Input:
· · · ·
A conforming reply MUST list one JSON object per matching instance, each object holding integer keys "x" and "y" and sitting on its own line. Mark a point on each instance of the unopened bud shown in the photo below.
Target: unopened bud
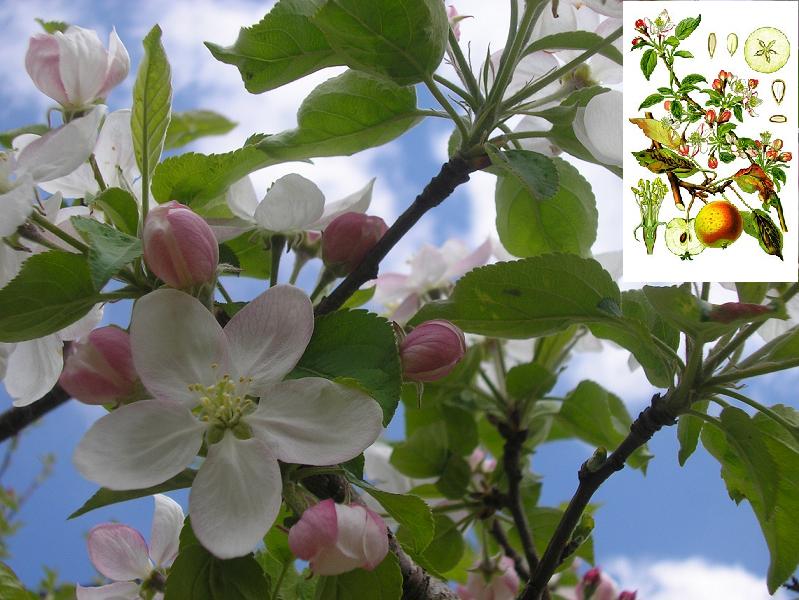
{"x": 99, "y": 369}
{"x": 431, "y": 350}
{"x": 179, "y": 246}
{"x": 348, "y": 239}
· · · ·
Written request:
Could you return all of the material above word for word, without the pictures?

Written reply:
A conforming reply MUST list one JSON object per matching instance, each object holding integer keys "x" and "y" and sitting on its own line. Mark a point on each instance of the unopened bud shown in the photo below.
Target: unopened bud
{"x": 99, "y": 369}
{"x": 431, "y": 350}
{"x": 179, "y": 246}
{"x": 348, "y": 239}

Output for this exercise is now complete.